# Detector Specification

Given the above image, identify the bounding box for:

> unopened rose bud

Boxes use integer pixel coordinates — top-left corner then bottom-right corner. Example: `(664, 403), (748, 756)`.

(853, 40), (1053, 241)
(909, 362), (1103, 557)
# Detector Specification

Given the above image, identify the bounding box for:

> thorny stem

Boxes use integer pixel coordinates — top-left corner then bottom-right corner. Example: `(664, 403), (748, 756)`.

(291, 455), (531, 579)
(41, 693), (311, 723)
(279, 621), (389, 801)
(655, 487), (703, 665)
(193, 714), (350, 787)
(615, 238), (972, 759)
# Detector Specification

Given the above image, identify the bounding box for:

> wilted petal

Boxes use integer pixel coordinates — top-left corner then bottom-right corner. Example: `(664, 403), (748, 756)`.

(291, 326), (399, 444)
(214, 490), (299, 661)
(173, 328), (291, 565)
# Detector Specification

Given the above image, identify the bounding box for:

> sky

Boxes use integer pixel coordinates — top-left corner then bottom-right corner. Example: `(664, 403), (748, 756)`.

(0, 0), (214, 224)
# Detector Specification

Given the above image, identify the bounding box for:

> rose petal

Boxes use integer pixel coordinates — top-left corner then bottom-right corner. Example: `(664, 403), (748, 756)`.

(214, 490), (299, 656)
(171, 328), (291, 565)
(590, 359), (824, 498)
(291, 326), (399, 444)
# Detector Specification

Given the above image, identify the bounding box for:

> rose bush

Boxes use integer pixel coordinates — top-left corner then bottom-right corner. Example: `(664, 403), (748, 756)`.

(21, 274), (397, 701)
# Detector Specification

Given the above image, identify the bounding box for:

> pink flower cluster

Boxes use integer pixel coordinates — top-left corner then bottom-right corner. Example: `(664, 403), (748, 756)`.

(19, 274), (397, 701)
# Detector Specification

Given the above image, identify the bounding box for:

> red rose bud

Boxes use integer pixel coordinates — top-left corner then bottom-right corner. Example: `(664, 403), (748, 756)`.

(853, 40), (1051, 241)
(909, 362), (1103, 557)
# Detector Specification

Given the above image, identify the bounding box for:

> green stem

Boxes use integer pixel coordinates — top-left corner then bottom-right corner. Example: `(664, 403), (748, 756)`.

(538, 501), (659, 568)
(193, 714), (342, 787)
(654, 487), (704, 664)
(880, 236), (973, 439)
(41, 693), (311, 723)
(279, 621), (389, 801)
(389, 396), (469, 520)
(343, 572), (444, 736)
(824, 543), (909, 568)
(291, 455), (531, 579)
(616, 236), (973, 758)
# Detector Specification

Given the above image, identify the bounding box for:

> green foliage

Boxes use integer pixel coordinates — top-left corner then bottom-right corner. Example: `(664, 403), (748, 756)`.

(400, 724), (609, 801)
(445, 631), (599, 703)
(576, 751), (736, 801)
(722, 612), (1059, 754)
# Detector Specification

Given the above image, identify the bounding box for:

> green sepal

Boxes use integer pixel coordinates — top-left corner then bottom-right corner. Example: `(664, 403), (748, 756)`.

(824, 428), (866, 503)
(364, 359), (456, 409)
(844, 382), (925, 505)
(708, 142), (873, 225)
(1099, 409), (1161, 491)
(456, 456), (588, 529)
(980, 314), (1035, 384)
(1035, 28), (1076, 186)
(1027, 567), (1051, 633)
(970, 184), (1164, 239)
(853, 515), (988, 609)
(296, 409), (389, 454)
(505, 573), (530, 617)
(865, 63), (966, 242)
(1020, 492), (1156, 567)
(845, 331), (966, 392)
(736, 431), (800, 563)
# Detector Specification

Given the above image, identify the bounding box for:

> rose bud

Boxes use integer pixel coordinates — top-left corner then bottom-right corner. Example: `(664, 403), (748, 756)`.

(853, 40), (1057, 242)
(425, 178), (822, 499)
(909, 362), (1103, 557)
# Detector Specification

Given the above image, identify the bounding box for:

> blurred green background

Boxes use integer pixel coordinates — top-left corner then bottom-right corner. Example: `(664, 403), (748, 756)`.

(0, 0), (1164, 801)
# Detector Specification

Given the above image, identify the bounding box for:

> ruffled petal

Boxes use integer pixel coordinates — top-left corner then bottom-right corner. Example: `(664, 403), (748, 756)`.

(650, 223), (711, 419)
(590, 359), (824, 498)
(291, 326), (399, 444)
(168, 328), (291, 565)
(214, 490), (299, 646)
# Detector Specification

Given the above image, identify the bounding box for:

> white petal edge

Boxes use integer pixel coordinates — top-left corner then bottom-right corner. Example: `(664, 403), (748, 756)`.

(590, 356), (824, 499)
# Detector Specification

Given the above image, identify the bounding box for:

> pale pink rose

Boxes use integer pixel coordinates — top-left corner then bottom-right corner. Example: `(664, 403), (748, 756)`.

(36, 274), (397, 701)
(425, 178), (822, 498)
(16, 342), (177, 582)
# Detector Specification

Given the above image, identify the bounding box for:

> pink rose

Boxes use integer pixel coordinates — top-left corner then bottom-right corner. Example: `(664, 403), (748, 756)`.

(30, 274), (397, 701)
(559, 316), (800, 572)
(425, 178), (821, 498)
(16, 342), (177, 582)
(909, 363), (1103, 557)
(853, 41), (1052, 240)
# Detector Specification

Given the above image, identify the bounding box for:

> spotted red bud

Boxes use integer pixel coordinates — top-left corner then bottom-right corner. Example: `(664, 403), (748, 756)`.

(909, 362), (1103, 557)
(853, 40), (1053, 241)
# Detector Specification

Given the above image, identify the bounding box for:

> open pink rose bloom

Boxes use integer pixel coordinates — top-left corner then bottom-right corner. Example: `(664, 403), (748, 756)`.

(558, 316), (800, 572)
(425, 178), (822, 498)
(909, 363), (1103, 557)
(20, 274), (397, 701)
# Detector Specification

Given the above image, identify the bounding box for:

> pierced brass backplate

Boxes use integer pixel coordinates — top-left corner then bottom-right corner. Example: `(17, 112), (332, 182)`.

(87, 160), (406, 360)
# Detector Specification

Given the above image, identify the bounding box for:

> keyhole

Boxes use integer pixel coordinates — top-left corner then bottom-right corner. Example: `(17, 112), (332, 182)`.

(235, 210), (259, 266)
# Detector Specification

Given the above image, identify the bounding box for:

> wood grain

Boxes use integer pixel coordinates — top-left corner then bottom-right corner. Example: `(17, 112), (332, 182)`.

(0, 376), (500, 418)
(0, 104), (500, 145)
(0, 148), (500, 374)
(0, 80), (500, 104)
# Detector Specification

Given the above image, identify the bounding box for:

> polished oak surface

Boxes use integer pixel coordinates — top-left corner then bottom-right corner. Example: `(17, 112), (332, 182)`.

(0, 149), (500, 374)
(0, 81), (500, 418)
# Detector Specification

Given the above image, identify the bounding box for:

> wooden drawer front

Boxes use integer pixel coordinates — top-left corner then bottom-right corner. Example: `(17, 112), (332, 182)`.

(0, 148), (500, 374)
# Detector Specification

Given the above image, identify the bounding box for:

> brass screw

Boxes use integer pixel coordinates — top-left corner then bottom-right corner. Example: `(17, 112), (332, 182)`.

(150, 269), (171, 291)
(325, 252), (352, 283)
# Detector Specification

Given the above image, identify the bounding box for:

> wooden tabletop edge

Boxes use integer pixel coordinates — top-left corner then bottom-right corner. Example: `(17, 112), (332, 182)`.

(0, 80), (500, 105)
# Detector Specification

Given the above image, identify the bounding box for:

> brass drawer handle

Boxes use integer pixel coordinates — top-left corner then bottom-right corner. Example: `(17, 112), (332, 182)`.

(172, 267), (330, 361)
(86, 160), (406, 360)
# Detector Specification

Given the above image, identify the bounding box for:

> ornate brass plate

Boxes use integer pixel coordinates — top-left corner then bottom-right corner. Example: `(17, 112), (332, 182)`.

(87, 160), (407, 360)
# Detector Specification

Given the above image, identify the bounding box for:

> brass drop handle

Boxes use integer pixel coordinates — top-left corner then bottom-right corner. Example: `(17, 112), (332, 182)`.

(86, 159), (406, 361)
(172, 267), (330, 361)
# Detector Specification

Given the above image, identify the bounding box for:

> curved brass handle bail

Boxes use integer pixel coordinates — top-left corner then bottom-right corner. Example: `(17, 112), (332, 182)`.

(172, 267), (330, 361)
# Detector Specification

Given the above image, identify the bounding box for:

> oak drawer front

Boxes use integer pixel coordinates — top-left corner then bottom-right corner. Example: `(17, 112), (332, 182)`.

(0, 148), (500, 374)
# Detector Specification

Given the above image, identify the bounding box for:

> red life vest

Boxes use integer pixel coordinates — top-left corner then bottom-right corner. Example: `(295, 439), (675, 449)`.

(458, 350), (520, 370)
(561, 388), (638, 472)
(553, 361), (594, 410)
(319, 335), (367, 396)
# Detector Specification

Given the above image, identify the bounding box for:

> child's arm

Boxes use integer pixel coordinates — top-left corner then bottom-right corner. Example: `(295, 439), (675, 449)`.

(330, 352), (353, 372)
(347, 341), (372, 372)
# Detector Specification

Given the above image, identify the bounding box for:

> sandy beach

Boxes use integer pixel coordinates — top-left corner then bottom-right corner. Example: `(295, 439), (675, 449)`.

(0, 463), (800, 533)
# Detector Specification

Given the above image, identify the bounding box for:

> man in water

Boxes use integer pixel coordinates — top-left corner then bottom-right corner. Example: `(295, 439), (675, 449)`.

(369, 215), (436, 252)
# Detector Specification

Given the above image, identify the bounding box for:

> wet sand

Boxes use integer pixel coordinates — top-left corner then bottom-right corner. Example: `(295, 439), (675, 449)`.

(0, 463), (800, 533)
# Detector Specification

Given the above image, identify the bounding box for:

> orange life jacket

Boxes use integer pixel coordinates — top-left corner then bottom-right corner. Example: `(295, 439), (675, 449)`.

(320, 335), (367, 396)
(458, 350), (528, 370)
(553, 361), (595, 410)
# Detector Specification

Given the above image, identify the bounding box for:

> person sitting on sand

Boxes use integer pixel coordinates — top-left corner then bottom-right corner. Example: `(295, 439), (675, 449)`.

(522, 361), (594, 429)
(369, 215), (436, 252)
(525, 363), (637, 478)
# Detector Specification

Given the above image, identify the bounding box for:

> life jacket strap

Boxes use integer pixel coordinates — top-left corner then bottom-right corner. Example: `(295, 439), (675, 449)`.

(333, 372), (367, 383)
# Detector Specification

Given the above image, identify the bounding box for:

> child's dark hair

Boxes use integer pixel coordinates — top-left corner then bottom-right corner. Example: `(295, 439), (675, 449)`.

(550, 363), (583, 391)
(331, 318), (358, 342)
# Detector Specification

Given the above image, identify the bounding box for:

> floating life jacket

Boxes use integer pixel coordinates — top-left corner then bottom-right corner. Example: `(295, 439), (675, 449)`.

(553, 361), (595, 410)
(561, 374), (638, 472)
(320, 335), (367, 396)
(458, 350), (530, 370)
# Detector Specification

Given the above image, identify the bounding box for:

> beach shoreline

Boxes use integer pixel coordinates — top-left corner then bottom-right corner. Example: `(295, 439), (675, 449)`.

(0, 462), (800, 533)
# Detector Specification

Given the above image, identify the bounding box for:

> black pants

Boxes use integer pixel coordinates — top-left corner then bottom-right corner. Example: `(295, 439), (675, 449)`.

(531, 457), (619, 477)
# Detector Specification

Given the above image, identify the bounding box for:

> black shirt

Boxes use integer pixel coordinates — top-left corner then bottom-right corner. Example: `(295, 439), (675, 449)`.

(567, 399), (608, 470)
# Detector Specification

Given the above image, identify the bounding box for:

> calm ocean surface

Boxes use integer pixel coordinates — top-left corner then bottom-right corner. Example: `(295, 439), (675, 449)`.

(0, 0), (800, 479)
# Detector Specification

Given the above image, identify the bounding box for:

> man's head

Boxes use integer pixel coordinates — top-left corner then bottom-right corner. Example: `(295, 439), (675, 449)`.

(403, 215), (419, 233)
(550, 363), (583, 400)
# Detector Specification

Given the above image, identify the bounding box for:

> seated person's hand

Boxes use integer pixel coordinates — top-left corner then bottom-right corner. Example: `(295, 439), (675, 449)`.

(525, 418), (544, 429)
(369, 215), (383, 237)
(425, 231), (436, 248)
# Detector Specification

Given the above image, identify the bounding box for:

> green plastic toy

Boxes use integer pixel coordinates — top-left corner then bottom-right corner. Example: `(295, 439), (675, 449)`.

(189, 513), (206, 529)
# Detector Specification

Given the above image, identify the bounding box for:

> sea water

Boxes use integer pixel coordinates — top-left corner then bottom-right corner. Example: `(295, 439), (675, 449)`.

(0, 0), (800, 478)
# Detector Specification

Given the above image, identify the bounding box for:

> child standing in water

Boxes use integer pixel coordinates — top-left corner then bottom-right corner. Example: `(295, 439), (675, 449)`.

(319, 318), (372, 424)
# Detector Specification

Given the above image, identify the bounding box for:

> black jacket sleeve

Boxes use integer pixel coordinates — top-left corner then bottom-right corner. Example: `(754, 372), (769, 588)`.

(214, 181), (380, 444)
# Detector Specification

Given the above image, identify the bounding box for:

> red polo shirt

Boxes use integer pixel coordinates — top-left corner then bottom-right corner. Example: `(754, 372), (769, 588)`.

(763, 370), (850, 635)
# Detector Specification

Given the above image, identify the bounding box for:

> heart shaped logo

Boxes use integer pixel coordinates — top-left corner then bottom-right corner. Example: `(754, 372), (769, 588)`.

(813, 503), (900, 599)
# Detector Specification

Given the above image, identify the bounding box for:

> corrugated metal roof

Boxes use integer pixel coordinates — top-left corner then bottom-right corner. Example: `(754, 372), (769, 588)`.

[GOAL]
How many of the lines above contain the word "water"? Reply with the number only.

[TASK OUTPUT]
3